> Task
For the listing that follows, give again exactly the lines from the one with "Target: gravel bed" to the one with "Target: post light fixture", including both.

> Input records

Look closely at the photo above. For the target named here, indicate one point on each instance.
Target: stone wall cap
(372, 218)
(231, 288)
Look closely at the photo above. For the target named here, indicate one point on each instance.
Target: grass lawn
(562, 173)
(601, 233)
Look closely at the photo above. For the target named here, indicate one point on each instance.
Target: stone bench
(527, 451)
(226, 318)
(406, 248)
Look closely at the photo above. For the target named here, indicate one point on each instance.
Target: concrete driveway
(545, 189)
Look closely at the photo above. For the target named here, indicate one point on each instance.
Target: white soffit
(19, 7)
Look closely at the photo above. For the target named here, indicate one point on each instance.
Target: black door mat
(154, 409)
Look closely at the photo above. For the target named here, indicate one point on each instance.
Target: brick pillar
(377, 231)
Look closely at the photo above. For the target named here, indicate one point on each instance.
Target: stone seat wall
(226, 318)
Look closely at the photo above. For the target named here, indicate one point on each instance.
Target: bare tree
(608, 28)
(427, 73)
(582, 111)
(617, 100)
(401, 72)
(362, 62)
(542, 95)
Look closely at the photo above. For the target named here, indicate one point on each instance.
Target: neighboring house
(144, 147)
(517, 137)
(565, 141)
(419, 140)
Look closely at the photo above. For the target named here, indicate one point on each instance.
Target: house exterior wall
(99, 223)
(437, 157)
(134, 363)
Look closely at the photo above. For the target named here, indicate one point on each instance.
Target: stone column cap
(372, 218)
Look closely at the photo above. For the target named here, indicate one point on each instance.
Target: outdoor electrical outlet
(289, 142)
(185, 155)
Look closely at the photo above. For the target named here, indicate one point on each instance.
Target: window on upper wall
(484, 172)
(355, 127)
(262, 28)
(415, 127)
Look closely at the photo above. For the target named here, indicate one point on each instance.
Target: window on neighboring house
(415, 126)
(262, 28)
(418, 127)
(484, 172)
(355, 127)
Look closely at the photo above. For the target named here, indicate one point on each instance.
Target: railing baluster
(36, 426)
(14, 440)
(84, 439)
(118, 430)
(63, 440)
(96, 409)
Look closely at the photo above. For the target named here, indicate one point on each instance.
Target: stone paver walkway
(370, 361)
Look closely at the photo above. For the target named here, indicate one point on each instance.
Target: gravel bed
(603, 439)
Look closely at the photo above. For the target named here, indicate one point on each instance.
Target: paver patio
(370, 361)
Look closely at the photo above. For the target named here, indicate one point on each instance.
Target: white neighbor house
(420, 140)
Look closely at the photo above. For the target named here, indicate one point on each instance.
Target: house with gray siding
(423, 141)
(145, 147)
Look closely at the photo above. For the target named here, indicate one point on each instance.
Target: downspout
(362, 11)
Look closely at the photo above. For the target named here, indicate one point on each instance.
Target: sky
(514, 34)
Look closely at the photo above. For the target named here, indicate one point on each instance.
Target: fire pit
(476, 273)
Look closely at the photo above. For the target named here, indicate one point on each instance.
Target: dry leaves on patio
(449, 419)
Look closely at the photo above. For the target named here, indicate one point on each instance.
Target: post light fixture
---
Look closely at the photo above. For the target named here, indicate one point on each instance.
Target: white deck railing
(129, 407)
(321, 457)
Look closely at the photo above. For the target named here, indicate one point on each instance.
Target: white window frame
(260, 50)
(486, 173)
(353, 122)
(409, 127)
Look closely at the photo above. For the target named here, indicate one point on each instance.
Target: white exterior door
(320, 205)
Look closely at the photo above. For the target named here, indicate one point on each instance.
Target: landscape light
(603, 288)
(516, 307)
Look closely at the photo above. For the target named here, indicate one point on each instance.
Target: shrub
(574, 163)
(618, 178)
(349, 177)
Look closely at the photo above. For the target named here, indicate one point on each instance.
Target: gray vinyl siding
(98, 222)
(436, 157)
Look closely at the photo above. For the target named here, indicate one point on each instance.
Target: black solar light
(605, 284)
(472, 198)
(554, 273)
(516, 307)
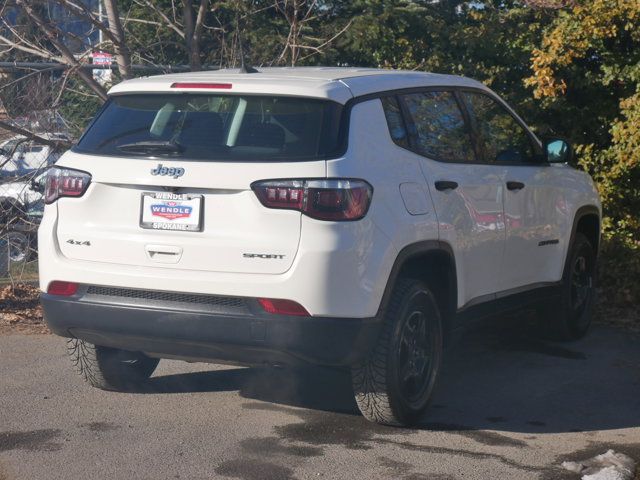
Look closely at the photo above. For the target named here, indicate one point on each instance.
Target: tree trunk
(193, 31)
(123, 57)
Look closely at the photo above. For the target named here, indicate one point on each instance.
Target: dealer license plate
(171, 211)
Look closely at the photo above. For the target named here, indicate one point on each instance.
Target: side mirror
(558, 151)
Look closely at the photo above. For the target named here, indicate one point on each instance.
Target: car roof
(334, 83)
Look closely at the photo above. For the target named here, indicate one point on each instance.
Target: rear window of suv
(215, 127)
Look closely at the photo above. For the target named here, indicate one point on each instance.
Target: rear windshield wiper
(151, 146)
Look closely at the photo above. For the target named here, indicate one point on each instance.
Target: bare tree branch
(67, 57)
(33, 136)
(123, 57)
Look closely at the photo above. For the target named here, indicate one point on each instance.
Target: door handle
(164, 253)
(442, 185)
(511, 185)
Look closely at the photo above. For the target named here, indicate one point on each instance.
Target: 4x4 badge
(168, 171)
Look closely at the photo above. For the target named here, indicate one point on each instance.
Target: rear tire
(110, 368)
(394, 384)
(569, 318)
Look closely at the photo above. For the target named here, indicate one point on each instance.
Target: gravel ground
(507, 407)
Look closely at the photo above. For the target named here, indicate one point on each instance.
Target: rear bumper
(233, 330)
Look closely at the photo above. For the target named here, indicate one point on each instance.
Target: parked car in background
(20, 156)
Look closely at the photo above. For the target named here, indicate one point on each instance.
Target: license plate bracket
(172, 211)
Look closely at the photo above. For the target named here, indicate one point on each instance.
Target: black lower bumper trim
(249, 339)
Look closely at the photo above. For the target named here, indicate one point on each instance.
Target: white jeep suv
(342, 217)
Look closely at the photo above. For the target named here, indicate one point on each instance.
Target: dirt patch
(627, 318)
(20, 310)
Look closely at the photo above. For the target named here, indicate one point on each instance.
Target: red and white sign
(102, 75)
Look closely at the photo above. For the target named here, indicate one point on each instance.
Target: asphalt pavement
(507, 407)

> Response to the exercise
Target: gravel bed
(603, 439)
Look closely at the photo above. For the target named here, indicate one point on each instance.
Target: paver patio
(370, 361)
Look closely at the photo above. For the target named here, indicate one point on each instance.
Target: white neighbor house
(420, 140)
Look closely at the photo above. For the target named here, indicate one point on each instance.
Target: house with gray siding
(423, 141)
(145, 147)
Look closely at the photo above. For the target named here, indicate one point on each instance.
Target: downspout
(362, 11)
Look closely at the photo above. For the target named here, indicate one point on each instance.
Target: sky
(514, 34)
Look closely at the photo above. For the target named here, indicate one point on each instance.
Target: fire pit
(476, 273)
Look closely at the photo above. For the target named here, indicate one point on each instance.
Target: dry leaves on patio
(449, 419)
Look closely at the photo above. For the target named here, indicate one point on each instance.
Target: post light fixture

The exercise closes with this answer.